**** Records for this exercise ****

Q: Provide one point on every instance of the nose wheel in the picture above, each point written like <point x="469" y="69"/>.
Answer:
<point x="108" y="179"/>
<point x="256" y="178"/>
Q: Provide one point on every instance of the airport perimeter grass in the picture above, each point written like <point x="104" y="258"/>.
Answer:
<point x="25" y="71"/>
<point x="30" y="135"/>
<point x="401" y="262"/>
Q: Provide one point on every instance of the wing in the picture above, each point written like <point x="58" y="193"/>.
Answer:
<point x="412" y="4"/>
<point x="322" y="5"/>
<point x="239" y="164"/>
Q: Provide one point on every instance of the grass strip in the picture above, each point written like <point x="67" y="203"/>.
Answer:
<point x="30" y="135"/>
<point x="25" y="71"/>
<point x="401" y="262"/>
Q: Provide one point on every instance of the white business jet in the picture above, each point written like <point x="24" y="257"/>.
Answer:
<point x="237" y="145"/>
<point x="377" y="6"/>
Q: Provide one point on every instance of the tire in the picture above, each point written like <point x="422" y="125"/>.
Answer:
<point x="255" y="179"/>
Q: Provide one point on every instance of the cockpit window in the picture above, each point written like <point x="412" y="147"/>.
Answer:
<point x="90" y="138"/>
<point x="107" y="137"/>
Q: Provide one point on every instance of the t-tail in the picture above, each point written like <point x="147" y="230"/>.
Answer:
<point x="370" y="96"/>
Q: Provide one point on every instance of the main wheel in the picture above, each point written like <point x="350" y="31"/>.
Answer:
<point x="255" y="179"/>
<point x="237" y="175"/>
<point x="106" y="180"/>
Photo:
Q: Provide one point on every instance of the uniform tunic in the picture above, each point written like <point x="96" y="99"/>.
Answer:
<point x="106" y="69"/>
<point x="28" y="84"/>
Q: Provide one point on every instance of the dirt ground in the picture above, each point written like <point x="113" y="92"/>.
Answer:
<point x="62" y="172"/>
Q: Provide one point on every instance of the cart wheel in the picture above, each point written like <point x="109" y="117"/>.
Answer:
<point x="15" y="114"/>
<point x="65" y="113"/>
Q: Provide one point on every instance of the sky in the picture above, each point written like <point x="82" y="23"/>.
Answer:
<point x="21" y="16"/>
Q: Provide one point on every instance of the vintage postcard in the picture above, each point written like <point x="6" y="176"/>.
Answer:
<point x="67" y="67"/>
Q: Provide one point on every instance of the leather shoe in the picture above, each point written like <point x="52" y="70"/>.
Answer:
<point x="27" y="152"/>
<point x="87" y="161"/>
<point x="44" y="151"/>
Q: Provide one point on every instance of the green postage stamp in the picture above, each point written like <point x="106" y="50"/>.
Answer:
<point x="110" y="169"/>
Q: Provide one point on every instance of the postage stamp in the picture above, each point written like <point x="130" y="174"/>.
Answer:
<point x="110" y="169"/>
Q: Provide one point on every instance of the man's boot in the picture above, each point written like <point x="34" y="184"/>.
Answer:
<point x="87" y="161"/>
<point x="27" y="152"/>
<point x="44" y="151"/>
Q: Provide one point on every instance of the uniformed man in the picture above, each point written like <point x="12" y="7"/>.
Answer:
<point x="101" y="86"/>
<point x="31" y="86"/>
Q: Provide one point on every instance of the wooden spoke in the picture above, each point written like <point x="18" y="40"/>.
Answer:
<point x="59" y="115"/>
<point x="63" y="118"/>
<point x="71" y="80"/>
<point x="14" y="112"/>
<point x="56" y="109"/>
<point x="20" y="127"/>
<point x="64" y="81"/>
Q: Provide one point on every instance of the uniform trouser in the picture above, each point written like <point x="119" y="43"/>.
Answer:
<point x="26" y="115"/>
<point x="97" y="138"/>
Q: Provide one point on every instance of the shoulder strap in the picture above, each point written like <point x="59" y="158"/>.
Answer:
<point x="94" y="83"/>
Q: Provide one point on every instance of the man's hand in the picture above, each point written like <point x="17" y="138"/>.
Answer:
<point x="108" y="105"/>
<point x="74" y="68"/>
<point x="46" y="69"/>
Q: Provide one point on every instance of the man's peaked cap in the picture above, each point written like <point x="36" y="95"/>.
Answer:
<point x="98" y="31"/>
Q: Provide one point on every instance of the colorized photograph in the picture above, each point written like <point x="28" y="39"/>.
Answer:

****

Task to carry out: In the entries above, count every line containing the word "wheel". Write only the total.

Final answer: 3